> **SUPPLIED MATERIAL**:
====

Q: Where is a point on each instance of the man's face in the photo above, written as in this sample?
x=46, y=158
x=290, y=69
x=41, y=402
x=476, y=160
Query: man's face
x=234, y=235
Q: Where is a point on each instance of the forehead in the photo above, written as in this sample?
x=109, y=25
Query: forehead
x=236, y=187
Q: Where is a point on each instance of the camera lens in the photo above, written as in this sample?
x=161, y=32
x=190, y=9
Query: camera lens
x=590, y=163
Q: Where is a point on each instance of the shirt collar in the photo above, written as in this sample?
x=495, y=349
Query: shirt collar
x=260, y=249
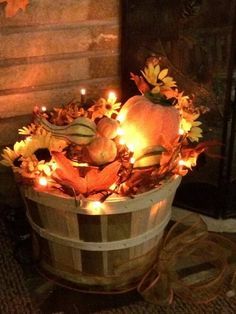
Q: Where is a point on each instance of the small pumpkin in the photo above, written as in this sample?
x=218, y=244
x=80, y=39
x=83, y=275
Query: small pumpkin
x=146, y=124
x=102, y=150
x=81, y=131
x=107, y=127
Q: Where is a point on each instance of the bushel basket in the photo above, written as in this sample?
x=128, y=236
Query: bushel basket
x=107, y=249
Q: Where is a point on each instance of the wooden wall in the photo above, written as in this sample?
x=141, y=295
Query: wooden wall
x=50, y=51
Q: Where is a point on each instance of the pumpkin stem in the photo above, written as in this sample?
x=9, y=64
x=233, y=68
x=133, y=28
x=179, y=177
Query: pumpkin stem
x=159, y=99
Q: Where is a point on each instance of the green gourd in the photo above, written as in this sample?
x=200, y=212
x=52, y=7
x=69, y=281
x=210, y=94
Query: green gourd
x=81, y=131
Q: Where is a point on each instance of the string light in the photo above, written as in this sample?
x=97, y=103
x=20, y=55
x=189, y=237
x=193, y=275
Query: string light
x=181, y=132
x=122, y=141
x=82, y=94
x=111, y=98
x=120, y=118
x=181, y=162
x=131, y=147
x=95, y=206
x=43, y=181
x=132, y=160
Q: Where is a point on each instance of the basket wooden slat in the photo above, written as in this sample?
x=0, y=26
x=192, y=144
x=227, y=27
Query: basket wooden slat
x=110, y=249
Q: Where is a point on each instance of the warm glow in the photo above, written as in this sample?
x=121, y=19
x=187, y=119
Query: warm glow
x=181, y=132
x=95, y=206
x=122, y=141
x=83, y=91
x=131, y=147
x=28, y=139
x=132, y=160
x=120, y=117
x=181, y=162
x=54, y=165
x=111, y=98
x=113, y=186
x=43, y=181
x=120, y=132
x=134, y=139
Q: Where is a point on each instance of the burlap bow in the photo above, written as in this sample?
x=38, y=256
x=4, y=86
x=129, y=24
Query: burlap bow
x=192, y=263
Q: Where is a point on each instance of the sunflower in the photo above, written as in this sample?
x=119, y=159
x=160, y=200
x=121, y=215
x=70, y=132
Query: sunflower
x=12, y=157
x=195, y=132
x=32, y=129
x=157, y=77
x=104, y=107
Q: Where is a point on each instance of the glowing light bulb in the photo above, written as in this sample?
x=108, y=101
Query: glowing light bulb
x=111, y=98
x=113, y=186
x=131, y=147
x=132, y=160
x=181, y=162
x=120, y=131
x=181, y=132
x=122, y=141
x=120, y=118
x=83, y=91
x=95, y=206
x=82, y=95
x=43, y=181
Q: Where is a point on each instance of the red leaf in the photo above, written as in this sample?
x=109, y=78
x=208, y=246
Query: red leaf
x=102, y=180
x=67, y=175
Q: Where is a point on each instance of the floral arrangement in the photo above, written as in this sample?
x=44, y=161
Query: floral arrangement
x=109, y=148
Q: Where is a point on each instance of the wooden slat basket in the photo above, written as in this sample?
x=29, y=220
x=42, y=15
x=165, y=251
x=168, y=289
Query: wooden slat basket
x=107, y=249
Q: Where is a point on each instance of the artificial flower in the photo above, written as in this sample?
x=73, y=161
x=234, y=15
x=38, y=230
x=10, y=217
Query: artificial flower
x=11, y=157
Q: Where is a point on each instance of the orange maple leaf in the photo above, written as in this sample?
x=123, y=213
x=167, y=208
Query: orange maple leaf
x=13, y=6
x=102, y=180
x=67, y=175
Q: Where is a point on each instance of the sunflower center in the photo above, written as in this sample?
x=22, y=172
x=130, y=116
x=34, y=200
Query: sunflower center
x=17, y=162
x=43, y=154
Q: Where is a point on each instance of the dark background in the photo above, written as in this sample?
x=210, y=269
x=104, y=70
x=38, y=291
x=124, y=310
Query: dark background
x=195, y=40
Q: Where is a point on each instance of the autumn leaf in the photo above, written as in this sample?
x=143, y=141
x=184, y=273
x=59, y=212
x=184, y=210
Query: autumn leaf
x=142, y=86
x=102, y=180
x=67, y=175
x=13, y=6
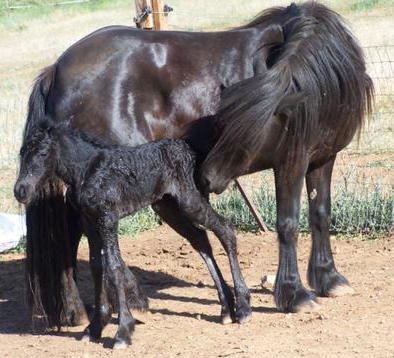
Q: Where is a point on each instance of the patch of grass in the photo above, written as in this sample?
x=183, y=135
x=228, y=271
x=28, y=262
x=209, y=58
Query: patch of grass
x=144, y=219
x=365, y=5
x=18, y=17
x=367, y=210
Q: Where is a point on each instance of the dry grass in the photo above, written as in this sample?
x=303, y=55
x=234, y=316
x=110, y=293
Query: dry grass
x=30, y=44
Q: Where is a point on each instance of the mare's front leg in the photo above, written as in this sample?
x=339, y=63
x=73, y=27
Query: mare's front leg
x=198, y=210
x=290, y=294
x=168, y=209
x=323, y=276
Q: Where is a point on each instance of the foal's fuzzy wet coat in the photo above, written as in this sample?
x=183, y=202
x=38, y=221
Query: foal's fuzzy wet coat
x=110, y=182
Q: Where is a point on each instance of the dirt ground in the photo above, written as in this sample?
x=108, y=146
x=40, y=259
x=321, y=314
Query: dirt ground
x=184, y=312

====

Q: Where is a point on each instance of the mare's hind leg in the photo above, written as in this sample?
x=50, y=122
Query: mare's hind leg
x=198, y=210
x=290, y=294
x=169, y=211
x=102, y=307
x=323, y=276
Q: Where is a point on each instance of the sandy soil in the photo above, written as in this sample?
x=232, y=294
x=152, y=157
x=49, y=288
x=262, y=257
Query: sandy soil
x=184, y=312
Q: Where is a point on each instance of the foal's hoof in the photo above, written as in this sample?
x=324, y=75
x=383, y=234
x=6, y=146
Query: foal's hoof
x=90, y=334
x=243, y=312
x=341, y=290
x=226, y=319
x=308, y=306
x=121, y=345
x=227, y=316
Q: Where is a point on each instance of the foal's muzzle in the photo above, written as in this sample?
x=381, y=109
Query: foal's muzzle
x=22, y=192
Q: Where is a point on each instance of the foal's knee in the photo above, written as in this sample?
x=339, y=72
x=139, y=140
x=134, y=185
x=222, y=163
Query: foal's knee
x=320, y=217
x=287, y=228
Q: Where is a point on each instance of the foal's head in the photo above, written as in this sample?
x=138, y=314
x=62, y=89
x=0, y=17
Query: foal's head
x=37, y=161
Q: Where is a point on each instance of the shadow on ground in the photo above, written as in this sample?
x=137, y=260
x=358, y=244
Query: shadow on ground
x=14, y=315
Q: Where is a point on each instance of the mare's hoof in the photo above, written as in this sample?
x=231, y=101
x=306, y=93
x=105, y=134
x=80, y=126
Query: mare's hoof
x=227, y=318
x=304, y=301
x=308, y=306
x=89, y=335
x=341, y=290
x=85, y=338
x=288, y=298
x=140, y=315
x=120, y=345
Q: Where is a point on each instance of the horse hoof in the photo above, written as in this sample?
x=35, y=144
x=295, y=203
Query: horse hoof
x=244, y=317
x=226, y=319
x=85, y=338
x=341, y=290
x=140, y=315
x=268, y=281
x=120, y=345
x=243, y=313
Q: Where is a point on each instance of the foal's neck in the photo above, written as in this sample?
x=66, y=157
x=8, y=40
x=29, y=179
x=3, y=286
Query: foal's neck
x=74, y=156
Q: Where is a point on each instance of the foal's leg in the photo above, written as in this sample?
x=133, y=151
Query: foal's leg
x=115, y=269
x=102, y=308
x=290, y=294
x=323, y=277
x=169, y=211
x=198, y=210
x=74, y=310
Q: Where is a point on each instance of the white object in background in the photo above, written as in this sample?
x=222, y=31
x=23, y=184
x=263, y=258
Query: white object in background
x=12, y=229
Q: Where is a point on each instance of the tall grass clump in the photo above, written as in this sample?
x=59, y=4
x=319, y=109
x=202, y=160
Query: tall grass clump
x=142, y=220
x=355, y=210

====

> **THE PROBLEM**: Retype the data above exactly, everything from the line containing "Q: Where is a point on each instance of the artificial" down to the line containing "x=367, y=210", with both of those lines included. Leave the pictures out of your copy.

> **RESULT BELOW**:
Q: Where is a point on each instance of the artificial flower in the photo above, written as in this sample?
x=73, y=161
x=234, y=15
x=38, y=230
x=10, y=217
Query: artificial flower
x=11, y=157
Q: Where is a point on each instance of the orange maple leaf in the photo above, written as in this sample?
x=123, y=213
x=167, y=208
Query: orange maple leaf
x=13, y=6
x=102, y=180
x=67, y=175
Q: Where is a point on each instance of the sunflower center in the photo above, written as in this sample?
x=22, y=172
x=130, y=116
x=34, y=200
Query: sunflower center
x=17, y=162
x=43, y=154
Q: Where is a point on each instance of the dark background in the photo above, written as in this sample?
x=210, y=269
x=104, y=70
x=38, y=291
x=124, y=310
Query: dark background
x=195, y=40
Q: Where is a point on each instance of the autumn leaf in the photo above, written as in this sample?
x=143, y=141
x=184, y=273
x=59, y=212
x=184, y=210
Query: autumn leaf
x=142, y=86
x=102, y=180
x=67, y=175
x=13, y=6
Q: Where is a point on each instance of the patch of grass in the photo above, written as in this sample?
x=183, y=135
x=228, y=271
x=28, y=262
x=209, y=58
Query: patch of grass
x=144, y=219
x=365, y=5
x=18, y=17
x=367, y=210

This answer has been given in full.